What Can You Substitute for Cloves? This Stuff Will Impress You

Substitutes for cloves - nutmeg, mace
Cloves and other spices are an important part of our cooking. Mainly coming from Asia, they are also produced in some other parts of the world. But finding them may not be easy every time and that's when you may need to find their substitutes. What can you substitute for cloves and still get that needed aroma in your recipe? Read this Buzzle piece to find out.
Handy Tips
You can store cloves in an airtight container for a year. Just make sure that it is not in direct contact with sunlight.

✦ As compared to whole cloves, ground ones lose their flavor faster.

✦ Always check that the cloves are in good condition. If they are reddish brown in color and emit oil when pressed, they are good.
Cloves are aromatic, dried flower buds, which are among the most popular spices used in several dishes. Native to Indonesia, they are also cultivated in India, Pakistan, Sri Lanka, and Madagascar. Their peculiar smell and taste is because of the dominant chemical eugenol. Cloves are commonly used in Chinese medicine, Indian Ayurvedic medicine, and for dental emergencies in the west. There are many medicinal uses to them.

Cloves are a part of the Asian and African cuisine. They are used in curries and marinades to give them an aromatic flavor. They may also be used in hot beverages, salad dressings, and desserts. You may get them in any Asian/Indian store or online. In case you do not, use one of their substitutes. Given below are some of the closest alternatives for cloves.
Substitutes for Cloves
Ground Cloves
Ground Cloves
There is a higher chance of you having ground cloves than having whole ones. The powder may be used. It is advisable to use not more than 1/4 teaspoon when using it for the first time. It will have a strong flavor so adjust the proportion as per the other ingredients. For starters, you can use this proportion: 1 tsp. whole cloves = ¾ tsp. ground cloves. If the recipe calls for ground cloves but you have whole ones, use them. They substitute each other.
Cinnamon
Cinnamon
Cinnamon is a spice which is the inner bark of trees. It is used in savory dishes and desserts. It can be used as an alternative to cloves because it contains the same chemical, eugenol. It will be best used in baking recipes like buns or pumpkin pies. Use the cinnamon in equal amounts of cloves, needed in the recipe. This will surely help in flavoring the food.
┄┄┄┄┄┄┄┄┄┄┄┄┄┄┄┄┄┄┄┄
Task details:
Write the next part of the article on substitutes for cloves, starting right after its paragraph on cinnamon.

Recorded data:
┄┄┄┄┄┄┄┄┄┄┄┄┄┄┄┄┄┄┄┄
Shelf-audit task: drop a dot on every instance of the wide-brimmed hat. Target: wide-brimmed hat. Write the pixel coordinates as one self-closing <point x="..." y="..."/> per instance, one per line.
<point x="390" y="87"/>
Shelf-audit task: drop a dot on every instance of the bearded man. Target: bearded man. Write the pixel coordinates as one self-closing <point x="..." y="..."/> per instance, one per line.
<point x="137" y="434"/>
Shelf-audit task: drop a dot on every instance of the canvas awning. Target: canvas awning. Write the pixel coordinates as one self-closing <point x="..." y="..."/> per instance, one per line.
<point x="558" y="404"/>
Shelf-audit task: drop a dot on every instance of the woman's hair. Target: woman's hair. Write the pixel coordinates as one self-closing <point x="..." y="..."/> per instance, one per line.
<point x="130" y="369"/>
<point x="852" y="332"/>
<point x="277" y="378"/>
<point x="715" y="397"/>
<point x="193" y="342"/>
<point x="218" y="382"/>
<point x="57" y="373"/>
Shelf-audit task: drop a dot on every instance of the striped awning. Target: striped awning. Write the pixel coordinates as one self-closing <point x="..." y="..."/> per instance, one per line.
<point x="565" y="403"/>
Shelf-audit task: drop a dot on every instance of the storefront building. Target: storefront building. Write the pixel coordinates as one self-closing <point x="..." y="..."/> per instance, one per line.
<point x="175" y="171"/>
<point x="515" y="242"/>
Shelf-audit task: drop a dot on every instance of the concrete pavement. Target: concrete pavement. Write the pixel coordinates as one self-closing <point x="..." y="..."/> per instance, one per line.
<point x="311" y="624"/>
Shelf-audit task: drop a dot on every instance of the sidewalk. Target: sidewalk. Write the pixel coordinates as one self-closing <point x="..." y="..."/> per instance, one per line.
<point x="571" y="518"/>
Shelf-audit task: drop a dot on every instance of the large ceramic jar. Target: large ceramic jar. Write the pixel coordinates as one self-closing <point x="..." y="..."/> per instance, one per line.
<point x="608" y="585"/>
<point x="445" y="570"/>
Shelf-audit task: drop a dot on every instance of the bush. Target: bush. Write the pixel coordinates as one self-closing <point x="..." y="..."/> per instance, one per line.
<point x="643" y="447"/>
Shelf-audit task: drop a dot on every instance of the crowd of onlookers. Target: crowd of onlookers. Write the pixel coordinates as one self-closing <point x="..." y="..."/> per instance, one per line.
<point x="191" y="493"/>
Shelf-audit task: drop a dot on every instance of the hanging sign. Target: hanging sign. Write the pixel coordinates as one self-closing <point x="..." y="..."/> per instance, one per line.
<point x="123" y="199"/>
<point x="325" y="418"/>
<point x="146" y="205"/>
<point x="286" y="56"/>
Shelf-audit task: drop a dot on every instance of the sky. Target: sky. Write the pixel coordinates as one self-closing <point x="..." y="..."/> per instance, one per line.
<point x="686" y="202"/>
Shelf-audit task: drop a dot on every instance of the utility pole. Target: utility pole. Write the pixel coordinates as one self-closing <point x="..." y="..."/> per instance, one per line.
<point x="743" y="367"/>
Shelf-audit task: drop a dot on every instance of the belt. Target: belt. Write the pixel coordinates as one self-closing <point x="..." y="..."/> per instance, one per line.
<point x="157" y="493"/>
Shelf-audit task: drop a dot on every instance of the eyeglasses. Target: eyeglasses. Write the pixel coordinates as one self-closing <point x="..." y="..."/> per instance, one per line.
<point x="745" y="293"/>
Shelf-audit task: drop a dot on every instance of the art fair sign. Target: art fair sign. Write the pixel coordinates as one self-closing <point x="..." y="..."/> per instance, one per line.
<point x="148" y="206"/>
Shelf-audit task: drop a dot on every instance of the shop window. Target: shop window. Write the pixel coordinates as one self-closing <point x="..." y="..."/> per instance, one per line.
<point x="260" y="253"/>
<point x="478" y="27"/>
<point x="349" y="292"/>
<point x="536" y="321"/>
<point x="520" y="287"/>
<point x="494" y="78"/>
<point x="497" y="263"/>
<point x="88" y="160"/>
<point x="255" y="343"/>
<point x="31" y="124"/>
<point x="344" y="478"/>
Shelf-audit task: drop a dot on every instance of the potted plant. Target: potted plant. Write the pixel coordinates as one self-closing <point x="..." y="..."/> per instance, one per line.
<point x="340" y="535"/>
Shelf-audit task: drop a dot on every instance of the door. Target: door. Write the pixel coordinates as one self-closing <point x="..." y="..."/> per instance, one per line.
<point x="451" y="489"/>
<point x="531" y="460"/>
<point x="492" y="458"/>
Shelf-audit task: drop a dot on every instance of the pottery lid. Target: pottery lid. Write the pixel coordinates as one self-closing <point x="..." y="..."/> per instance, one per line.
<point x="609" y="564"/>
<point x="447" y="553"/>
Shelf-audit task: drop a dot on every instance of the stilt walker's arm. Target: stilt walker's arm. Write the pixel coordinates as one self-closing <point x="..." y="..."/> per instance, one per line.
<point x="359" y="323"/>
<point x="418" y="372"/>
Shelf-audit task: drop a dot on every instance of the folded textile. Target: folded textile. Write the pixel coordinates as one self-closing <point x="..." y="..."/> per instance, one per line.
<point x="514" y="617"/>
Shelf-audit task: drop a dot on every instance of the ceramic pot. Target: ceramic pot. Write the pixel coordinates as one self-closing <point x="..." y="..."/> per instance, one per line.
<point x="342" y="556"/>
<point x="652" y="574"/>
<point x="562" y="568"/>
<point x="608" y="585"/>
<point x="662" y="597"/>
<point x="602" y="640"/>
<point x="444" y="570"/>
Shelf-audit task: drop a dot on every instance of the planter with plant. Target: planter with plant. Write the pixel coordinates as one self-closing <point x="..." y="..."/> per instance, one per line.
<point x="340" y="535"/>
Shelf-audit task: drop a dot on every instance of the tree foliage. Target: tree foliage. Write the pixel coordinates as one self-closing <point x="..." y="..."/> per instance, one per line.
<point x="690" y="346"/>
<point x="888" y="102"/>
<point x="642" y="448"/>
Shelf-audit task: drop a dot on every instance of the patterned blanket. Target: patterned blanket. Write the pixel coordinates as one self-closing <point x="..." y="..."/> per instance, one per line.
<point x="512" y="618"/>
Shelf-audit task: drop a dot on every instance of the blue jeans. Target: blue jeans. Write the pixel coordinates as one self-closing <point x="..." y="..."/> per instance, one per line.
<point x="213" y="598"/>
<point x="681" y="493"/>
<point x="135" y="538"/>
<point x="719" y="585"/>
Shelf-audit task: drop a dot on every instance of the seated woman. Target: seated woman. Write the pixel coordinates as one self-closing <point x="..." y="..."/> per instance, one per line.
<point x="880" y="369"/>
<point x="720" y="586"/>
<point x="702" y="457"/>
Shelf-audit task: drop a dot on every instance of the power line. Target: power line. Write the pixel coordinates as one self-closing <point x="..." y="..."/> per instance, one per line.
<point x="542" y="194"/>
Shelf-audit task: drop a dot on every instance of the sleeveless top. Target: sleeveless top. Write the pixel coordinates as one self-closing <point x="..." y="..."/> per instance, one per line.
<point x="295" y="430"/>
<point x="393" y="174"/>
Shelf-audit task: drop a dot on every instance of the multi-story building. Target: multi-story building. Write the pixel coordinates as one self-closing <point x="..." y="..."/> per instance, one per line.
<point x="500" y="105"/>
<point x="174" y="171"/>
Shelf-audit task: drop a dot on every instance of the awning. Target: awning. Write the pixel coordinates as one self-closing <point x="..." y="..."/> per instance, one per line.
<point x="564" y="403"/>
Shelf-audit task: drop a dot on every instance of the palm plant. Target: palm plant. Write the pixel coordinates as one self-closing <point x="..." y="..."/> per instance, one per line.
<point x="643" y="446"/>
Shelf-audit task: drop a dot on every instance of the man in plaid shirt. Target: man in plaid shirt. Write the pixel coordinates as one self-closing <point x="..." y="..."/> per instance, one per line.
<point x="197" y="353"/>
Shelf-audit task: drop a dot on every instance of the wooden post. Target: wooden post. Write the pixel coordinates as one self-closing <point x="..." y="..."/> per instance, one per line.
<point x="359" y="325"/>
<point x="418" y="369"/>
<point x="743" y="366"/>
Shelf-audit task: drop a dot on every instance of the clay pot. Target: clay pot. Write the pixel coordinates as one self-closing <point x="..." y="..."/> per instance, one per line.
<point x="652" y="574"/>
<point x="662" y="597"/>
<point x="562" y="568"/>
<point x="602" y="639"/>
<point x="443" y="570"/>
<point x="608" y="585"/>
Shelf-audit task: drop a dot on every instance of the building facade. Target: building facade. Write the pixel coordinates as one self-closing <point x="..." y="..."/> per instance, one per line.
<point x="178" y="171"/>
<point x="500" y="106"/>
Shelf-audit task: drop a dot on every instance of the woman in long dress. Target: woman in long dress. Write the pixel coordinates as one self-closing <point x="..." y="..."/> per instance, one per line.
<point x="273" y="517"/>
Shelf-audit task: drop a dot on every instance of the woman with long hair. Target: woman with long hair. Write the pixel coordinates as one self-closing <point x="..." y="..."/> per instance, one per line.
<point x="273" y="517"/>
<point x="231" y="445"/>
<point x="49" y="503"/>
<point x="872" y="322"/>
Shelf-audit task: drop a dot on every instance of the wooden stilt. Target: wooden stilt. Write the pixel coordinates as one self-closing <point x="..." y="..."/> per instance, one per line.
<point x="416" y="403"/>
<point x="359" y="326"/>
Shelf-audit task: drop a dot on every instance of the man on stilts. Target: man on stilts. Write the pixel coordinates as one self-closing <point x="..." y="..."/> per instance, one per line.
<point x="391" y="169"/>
┄┄┄┄┄┄┄┄┄┄┄┄┄┄┄┄┄┄┄┄
Result:
Nutmeg
Nutmeg
Nutmeg is an oval seed which is famous as a spice. Like cinnamon, it has eugenol, though in less proportions. It is known as the main pumpkin spice so it will be best used in a pumpkin pie. Use it in the same proportion of the cloves needed. It is generally found in the ground state so a little bit of it can do the trick. You may use it in soups, potato dishes, and even in baking.
Mace
Mace
Mace is the covering of a nutmeg but is sold as a different spice. The taste is also similar but mace is slightly more delicate. Hence, it can be a great equivalent. Use it in the same proportion like cinnamon and nutmeg. It is best used in roast meats and baking, just add it before cooking with all the other ingredients. Mace may give a saffron-like hue to the recipe.
Allspice
Allspice
Allspice is a dried, unripe berry which is also called Jamaica pepper or newspice. The name 'allspice' was coined because of the belief that it has a combined flavor of cloves, nutmeg, and cinnamon. It is a very common ingredient of curry powders. It is best used for flavoring meat dishes, stews, or even desserts. Use allspice in the same proportion of cloves needed.
White / Black Peppercorns
white/black peppercorns
You may also use mustard, white/black peppercorns, or pumpkin pie spice. However, the five alternatives given above are the closest.
Celery, basil, dill, and star anise also contain eugenol, which is why they can also be used as clove substitutes, but keep them as the last options.